Requirements:
Show every line of the entries below that contains the word "flower". Case counts.

Records from a dataset:
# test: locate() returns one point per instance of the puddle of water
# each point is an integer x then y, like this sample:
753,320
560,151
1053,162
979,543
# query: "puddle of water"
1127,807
--
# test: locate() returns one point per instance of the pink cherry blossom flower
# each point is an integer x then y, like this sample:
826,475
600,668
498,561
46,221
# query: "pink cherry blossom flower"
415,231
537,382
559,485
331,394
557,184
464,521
* * *
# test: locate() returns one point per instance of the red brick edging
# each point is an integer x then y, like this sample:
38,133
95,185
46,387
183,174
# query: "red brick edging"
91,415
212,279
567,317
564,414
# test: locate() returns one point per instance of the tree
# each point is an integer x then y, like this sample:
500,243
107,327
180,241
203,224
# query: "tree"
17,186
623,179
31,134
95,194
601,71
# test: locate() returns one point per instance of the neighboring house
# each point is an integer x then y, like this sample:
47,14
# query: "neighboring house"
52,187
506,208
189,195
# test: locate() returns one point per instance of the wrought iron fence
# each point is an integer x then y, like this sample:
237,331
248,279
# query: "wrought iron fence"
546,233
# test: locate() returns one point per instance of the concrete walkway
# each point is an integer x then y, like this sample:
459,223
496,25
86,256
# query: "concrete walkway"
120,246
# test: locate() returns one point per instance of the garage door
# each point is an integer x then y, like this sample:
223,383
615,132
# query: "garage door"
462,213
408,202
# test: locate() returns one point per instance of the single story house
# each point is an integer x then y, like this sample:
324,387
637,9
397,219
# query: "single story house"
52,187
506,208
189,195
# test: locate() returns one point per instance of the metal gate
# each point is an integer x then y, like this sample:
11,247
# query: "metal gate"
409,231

Result for this exercise:
# test: locate() returns one point per instance of the pink cherry blossom flower
# query: "pink cherry blossom flower"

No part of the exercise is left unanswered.